━━━ Exercise inputs

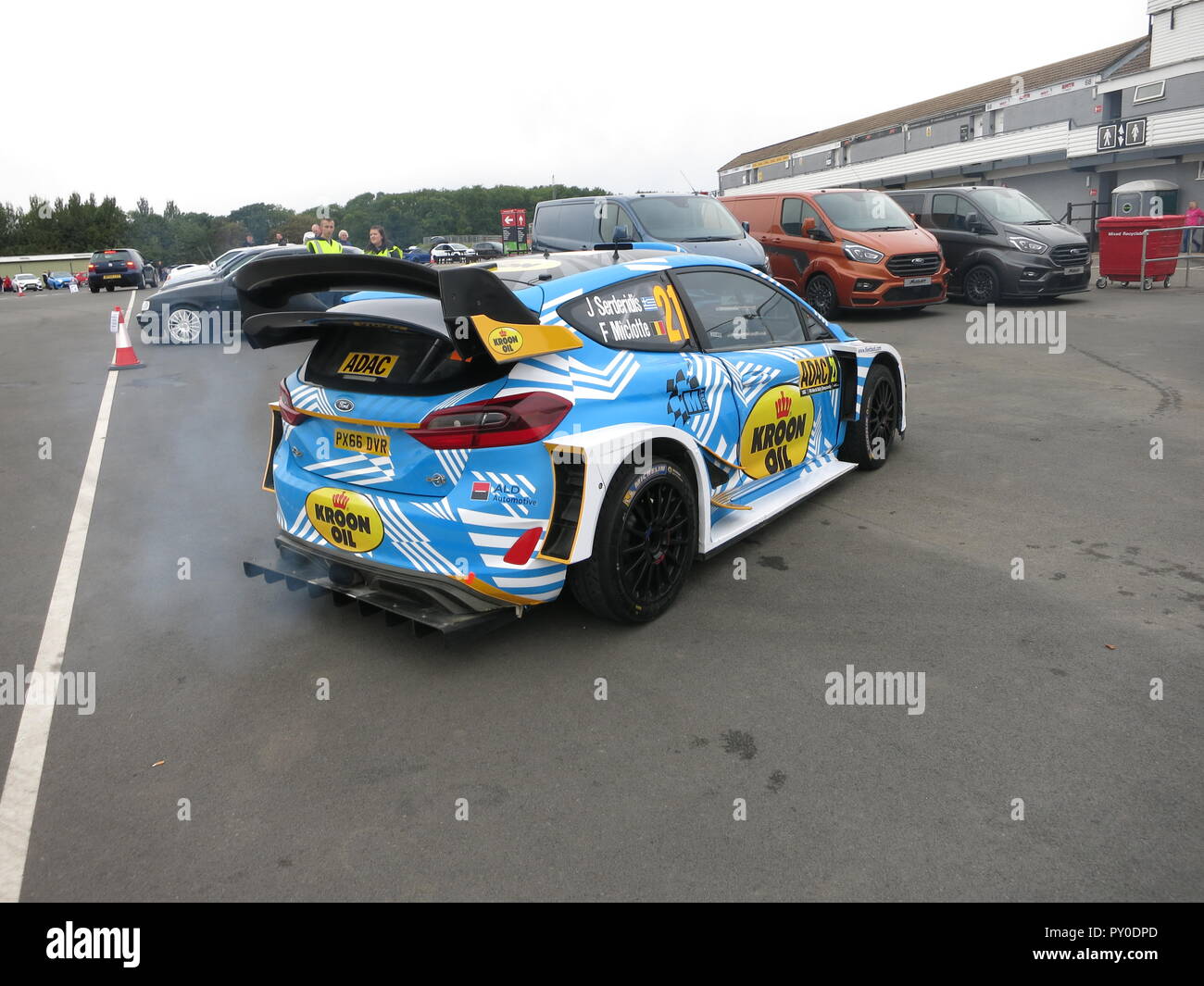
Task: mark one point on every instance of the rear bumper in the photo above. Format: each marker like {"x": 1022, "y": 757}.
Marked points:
{"x": 120, "y": 281}
{"x": 428, "y": 602}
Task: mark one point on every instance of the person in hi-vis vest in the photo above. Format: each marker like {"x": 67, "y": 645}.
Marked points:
{"x": 325, "y": 241}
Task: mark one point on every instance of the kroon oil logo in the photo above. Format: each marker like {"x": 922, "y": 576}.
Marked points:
{"x": 777, "y": 431}
{"x": 506, "y": 341}
{"x": 345, "y": 519}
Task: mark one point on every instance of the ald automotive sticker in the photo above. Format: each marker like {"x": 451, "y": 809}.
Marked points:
{"x": 347, "y": 520}
{"x": 777, "y": 431}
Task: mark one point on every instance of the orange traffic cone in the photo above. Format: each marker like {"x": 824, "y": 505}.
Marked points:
{"x": 123, "y": 356}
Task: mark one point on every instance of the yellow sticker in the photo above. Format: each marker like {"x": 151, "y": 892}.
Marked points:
{"x": 818, "y": 375}
{"x": 361, "y": 441}
{"x": 369, "y": 364}
{"x": 777, "y": 431}
{"x": 528, "y": 264}
{"x": 348, "y": 520}
{"x": 506, "y": 341}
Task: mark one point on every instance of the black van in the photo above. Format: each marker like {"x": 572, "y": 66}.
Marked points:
{"x": 695, "y": 223}
{"x": 999, "y": 243}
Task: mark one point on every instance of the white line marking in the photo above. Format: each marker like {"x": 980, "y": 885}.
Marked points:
{"x": 19, "y": 797}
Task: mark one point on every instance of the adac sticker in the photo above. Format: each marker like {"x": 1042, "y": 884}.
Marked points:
{"x": 506, "y": 341}
{"x": 777, "y": 431}
{"x": 345, "y": 519}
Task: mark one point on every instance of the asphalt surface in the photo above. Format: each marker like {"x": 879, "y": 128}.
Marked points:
{"x": 1011, "y": 452}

━━━━━━

**Work task:** Return all records exactly; no pictures.

**Exercise solution:**
Task: mark one point on every instance of the rear bumper in the photo above. Format: each marker like {"x": 1022, "y": 757}.
Marked points:
{"x": 120, "y": 281}
{"x": 428, "y": 602}
Task: mark one point on every instance of the person in hi-vis vest in the photo above. Format: each marker like {"x": 67, "y": 645}.
Marked points:
{"x": 325, "y": 241}
Task: mark one point on every instance of the kroon oil logo in the photo above. Format: each marker like {"x": 922, "y": 576}.
Marked points:
{"x": 777, "y": 431}
{"x": 506, "y": 341}
{"x": 345, "y": 519}
Task: mark one point on every instance of the ald automotive sticker in the photo above. Format: each marker like {"x": 451, "y": 809}.
Marked points:
{"x": 347, "y": 520}
{"x": 777, "y": 431}
Task: mark one point on every instance of the orange traffic cone in the photo above. Format: each marker like {"x": 824, "y": 505}.
Marked points:
{"x": 123, "y": 356}
Task: mark one point on every instance of the yellow sticker in the photo above. Format: each marker like {"x": 151, "y": 892}.
Marked points:
{"x": 818, "y": 375}
{"x": 361, "y": 441}
{"x": 369, "y": 364}
{"x": 777, "y": 431}
{"x": 528, "y": 264}
{"x": 348, "y": 520}
{"x": 506, "y": 341}
Task: mark one point on every instance of the black van in the photo above. Format: each marker like {"x": 572, "y": 66}.
Marked points:
{"x": 695, "y": 223}
{"x": 999, "y": 243}
Task: mark one point on every instance of the white line marking in the photo above. Format: each marker like {"x": 980, "y": 885}.
Marked points:
{"x": 19, "y": 797}
Task: mark one point on every instance of the adac sticker in the photo above. Format: each marker like {"x": 1042, "y": 884}.
Marked points:
{"x": 506, "y": 341}
{"x": 777, "y": 431}
{"x": 345, "y": 519}
Task: mark one point on every instance of the asphalt surface in the photo above. Format: each marker like {"x": 879, "y": 128}.
Marked points:
{"x": 1011, "y": 452}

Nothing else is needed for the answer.